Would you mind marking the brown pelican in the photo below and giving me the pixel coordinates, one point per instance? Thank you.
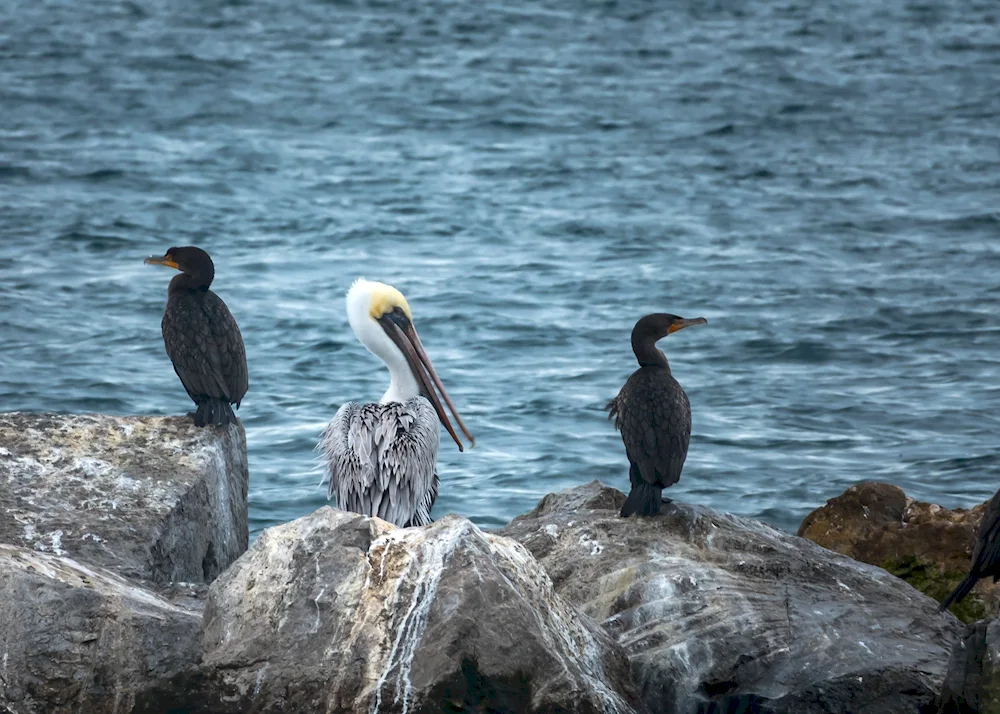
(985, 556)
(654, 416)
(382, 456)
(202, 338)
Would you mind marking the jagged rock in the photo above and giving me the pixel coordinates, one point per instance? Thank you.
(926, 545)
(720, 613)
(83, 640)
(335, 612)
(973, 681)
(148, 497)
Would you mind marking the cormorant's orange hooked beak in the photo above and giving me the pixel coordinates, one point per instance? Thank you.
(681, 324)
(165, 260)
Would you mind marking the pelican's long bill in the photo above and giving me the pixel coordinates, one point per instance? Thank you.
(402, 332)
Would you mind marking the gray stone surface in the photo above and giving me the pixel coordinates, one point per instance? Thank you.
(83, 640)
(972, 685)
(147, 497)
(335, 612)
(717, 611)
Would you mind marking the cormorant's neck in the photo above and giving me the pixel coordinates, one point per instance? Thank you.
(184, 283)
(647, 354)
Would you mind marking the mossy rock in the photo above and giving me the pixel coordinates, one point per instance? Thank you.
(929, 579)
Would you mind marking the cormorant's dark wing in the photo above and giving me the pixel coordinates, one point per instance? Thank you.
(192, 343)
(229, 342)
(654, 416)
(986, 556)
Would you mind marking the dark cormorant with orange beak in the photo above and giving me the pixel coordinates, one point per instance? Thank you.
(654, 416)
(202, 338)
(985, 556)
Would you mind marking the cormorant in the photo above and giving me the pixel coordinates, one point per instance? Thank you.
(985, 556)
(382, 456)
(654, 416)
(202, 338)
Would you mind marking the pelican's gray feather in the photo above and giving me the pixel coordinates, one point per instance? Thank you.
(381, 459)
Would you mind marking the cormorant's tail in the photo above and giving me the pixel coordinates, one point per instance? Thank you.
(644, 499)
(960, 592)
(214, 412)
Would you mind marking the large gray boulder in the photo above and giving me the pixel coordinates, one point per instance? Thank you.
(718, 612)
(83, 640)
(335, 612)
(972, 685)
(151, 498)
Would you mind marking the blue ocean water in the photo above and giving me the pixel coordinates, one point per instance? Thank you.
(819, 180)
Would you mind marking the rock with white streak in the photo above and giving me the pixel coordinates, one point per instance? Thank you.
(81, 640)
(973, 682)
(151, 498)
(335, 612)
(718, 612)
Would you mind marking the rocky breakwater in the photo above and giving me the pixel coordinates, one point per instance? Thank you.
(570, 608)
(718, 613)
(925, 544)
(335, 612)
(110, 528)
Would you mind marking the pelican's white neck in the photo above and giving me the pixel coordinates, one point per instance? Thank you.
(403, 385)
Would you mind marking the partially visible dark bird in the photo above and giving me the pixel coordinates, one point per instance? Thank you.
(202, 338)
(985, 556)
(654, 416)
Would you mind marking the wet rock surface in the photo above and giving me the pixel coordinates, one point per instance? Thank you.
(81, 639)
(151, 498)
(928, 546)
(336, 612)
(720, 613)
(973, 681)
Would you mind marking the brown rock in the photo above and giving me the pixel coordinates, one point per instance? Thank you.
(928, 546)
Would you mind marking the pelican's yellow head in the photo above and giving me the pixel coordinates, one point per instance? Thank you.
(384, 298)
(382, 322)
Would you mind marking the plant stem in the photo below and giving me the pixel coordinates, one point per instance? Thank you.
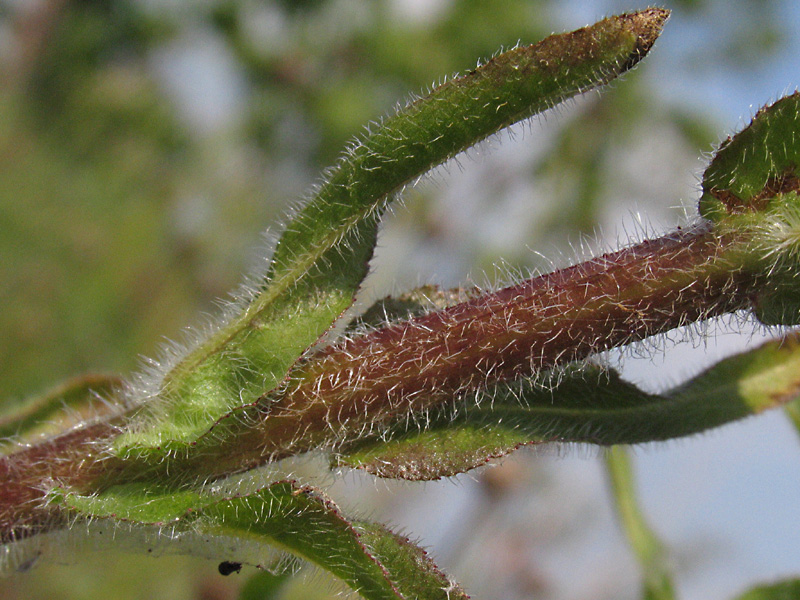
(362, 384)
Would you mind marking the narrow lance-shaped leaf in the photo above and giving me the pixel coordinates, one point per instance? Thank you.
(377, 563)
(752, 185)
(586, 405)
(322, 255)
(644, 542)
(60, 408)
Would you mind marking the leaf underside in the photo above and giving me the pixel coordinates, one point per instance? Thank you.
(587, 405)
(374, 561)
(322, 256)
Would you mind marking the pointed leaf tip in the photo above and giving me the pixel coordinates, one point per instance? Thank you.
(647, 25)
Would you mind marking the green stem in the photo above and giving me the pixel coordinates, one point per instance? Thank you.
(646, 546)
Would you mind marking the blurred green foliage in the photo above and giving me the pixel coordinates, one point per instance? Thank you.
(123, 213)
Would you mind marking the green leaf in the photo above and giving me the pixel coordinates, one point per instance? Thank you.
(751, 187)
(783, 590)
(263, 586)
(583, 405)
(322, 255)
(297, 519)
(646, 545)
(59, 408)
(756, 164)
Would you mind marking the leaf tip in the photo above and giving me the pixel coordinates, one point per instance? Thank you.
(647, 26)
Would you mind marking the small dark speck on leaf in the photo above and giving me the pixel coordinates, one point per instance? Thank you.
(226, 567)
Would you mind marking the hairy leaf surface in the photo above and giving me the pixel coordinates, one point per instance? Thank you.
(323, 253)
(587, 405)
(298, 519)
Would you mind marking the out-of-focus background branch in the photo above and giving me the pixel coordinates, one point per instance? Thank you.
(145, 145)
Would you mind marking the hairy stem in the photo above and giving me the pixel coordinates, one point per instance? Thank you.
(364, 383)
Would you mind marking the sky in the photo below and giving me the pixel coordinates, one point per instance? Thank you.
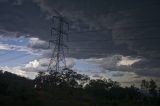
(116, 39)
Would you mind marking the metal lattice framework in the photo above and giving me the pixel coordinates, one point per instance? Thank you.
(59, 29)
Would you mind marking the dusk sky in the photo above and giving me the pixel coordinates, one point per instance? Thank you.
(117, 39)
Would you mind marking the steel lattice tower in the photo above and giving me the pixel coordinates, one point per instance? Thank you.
□ □ □
### Goal
Copy out all of the material exactly as written, without its pictures.

### Output of the exercise
Would you mind marking the brown pelican in the photo below and giving me the pixel coordinates, one point per instance? Thank you.
(985, 556)
(654, 416)
(382, 456)
(202, 338)
Would you mind marking the jagged rock in the photo above and giving me the pixel coordinates, one point per instance? Thank you.
(926, 545)
(720, 613)
(83, 640)
(335, 612)
(973, 681)
(148, 497)
Would you mind marking the cormorant's orange hooked beak in the photo above and giving me the pixel coordinates, one point per instance? Thank you.
(681, 324)
(165, 260)
Would you mind marking the pelican's long bill in the photo above and giving me the pixel coordinates, one point per instance? Thank you.
(402, 332)
Would you mind marking the gray stone surface in the photo above and giving me the pixel coordinates, one point per instance? Thank you.
(83, 640)
(972, 685)
(147, 497)
(335, 612)
(717, 611)
Would you mind marking the cormorant's neck in the photo above and giving me the pixel coordinates, one point per instance? Thank you.
(184, 283)
(647, 354)
Would you mind marking the mossy rock in the photo above and giving me the pixel coordinates, one point per instance? Thank you.
(929, 579)
Would you mind marking the cormorant's dark wing in the photo above and giving me the pixel coordinates, one point per instance? Thank you.
(192, 343)
(229, 342)
(654, 416)
(986, 556)
Would you mind marking the dark cormorant with orange beak in the photo above and giving me the pixel coordinates, one point per instance? Thank you.
(654, 416)
(202, 338)
(985, 556)
Would you mind marking the cormorant in the photo above and giving me the pixel coordinates, one point per instance? Thank you.
(985, 556)
(382, 456)
(654, 416)
(202, 338)
Would you mind marking the pelican's gray feather in the photo above and giving me the pixel coordinates, one point per instance? Thank you.
(381, 459)
Would you mind marking the cormorant's tail in the photo above and giving me the pixel coordinates, one point per instance? Thank you.
(644, 499)
(960, 592)
(214, 412)
Would you mind marking the large gray boulder in the photo above and giving me the pixel coordinates, one point per instance? Thank you.
(718, 612)
(83, 640)
(335, 612)
(972, 685)
(151, 498)
Would you mind marking the blue ocean water in the photo above and giving me the pixel coordinates, one point per instance? Thank you.
(819, 180)
Would you mind marking the rock with white streak in the photo above and giving me the pixel coordinates, one point per instance? Thank you.
(81, 640)
(973, 682)
(151, 498)
(335, 612)
(718, 612)
Would you mind marking the rocky breakwater in the photo above and giving me the pixel coordinates, one point per instance? Thank you.
(570, 608)
(718, 613)
(925, 544)
(335, 612)
(110, 528)
Would you mind marking the pelican's white neck in the photo above and giving me the pixel coordinates, one point per instance? Thank you.
(403, 385)
Would you mind marking the partially visible dark bird in the photo above and giving me the pixel coordinates, one point per instance? Thank you.
(202, 338)
(985, 556)
(654, 416)
Would you mind marking the wet rock surface in the photo above and giving me the pixel coordinates, one point per instance? Thank you.
(81, 639)
(151, 498)
(928, 546)
(336, 612)
(720, 613)
(973, 681)
Would you mind marking the brown rock in the photo above and giving me the pixel coordinates, one point per instance? Thank you.
(928, 546)
Would you mind marking the pelican's yellow head in the photo above and giving me the pixel coordinates, one point per instance? Thank you.
(384, 298)
(382, 322)
Would you mind marking the plant stem in the photo below and giving me the pixel coordinates, one point per instance? Thank you.
(362, 384)
Would you mind marking the narrow lance-shaped leaf in the photo above and giving me the pixel coordinates, one point per instance? Thank you.
(377, 563)
(752, 185)
(586, 405)
(322, 255)
(644, 542)
(60, 408)
Would you mind marking the leaf underside in the photo above and giving me the pixel coordinates, one point per instance? Thank you.
(587, 405)
(374, 561)
(322, 256)
Would you mind marking the pointed leaf tip in the photo above and giving me the pixel coordinates, one point per instance? Thank you.
(647, 25)
Would you mind marking the green stem in the photo above and giving me the pixel coordinates, one point per instance? Thank you.
(646, 546)
Would you mind marking the blurred green foliage in the photo above and giving me the pixel coordinates, one point per instance? Thank you.
(123, 213)
Would you mind marking the green leaf in the photo above and giving me the pixel coordinates, one point per instance? Thank you.
(751, 187)
(783, 590)
(263, 586)
(583, 405)
(322, 255)
(297, 519)
(646, 545)
(59, 408)
(756, 164)
Would you mind marking the leaf tip in the photo above and giving me the pixel coordinates, one point per instance? Thank you.
(647, 26)
Would you mind marking the small dark speck on leaf in the photo above and giving me the pixel coordinates, one point per instance? Thank you.
(226, 567)
Would you mind marking the hairy leaf surface in the photo above and giving me the pixel coordinates, one point per instance? Thank you.
(323, 253)
(587, 405)
(298, 519)
Would you mind marking the out-of-focus background branch in the photo above and giving me the pixel coordinates, one point per instance? Thank you.
(145, 145)
Would you mind marking the hairy stem in the photo above and giving me the pixel coordinates, one point per instance? Thank you.
(364, 383)
Would you mind marking the sky in the photo below and giving me the pixel coordinates, one point per instance? Thank you.
(116, 39)
Would you mind marking the metal lattice framework in the photo above and giving me the pixel coordinates, one point per instance? Thank you.
(59, 29)
Would you mind marking the dusk sky in the photo above and giving me the pixel coordinates, one point per instance? Thank you.
(117, 39)
Would you mind marking the steel lattice tower in the photo above and giving me the pixel coordinates, one point per instance? Thank you.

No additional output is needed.